§ **Work instruction**:
Go through the listing below and state how many lines hold the word "query", giving only the number.

§ **Provided information**:
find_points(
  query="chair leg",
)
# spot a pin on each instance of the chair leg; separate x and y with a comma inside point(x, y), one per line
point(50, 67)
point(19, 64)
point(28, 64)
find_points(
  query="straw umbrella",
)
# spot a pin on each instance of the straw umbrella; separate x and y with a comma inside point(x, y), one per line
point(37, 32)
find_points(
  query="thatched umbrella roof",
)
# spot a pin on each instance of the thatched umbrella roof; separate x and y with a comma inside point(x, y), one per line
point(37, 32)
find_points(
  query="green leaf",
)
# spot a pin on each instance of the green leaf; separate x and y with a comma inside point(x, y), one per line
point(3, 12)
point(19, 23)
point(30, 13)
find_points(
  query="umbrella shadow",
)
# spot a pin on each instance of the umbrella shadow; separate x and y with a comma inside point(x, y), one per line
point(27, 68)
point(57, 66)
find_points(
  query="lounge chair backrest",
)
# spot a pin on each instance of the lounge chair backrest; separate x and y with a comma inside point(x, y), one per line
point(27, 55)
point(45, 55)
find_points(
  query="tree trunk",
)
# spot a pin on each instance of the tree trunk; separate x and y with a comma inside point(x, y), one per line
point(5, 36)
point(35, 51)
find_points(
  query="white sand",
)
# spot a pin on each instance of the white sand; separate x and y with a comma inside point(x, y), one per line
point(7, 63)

...

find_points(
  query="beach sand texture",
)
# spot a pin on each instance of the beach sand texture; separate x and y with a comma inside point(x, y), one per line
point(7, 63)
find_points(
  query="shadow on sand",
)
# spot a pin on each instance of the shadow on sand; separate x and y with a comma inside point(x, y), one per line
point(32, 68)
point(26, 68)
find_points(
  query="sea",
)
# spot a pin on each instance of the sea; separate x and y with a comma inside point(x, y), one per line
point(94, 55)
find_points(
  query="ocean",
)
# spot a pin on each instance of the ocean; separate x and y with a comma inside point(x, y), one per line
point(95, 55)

§ **Solution for this task**:
12